**RECORDS SHOWN:**
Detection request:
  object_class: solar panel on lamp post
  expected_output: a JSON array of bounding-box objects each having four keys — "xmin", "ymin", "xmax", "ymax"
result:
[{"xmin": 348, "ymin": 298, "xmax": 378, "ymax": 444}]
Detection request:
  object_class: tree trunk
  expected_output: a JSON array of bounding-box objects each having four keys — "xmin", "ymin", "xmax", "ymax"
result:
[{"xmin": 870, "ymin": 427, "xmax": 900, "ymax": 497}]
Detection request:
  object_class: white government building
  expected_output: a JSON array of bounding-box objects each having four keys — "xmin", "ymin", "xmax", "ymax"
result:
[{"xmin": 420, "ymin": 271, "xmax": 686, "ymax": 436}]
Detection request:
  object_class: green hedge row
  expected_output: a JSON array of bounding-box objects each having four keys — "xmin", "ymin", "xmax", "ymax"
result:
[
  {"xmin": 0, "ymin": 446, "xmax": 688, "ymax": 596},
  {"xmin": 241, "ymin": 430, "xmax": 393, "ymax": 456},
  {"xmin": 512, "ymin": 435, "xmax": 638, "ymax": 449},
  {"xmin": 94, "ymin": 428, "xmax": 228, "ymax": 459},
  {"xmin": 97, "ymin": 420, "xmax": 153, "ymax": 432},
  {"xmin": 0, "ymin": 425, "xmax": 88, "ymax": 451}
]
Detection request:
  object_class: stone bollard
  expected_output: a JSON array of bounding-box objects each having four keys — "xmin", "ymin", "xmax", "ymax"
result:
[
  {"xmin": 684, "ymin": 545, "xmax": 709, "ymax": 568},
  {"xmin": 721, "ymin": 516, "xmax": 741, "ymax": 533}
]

**WHAT TO WORK ON:** Please rewrite all of the data above as a numbered list, one line per entry, leaving out any blank lines.

**TASK ANSWER:**
1. Detection request:
2.   object_class: solar panel on lamp post
3.   expected_output: a JSON array of bounding-box objects each having four keys — "xmin", "ymin", "xmax", "ymax"
4. result:
5. [{"xmin": 348, "ymin": 298, "xmax": 378, "ymax": 444}]
6. Detection request:
7.   object_class: tree trunk
8.   expected_output: a JSON array of bounding-box objects each having four keys — "xmin", "ymin", "xmax", "ymax"
9. result:
10. [{"xmin": 870, "ymin": 427, "xmax": 900, "ymax": 497}]
11. Detection request:
12.   object_class: white government building
13.   expected_output: a JSON array of bounding-box objects each having four keys — "xmin", "ymin", "xmax", "ymax"
14. result:
15. [{"xmin": 420, "ymin": 271, "xmax": 686, "ymax": 436}]
16. Detection request:
17.   object_class: green hedge row
18.   expected_output: a JSON array of bounding-box objects each having four keys — "xmin", "ymin", "xmax", "ymax"
19. result:
20. [
21.   {"xmin": 0, "ymin": 446, "xmax": 688, "ymax": 596},
22.   {"xmin": 241, "ymin": 430, "xmax": 393, "ymax": 456},
23.   {"xmin": 512, "ymin": 435, "xmax": 638, "ymax": 449},
24.   {"xmin": 94, "ymin": 428, "xmax": 228, "ymax": 459},
25.   {"xmin": 97, "ymin": 420, "xmax": 153, "ymax": 432},
26.   {"xmin": 0, "ymin": 425, "xmax": 88, "ymax": 451}
27. ]
28. Detection request:
29.   object_class: stone bollard
30.   expected_output: a JSON array of bounding-box objects each having four keys — "xmin", "ymin", "xmax", "ymax"
31. result:
32. [
33.   {"xmin": 684, "ymin": 545, "xmax": 709, "ymax": 568},
34.   {"xmin": 721, "ymin": 516, "xmax": 741, "ymax": 533}
35. ]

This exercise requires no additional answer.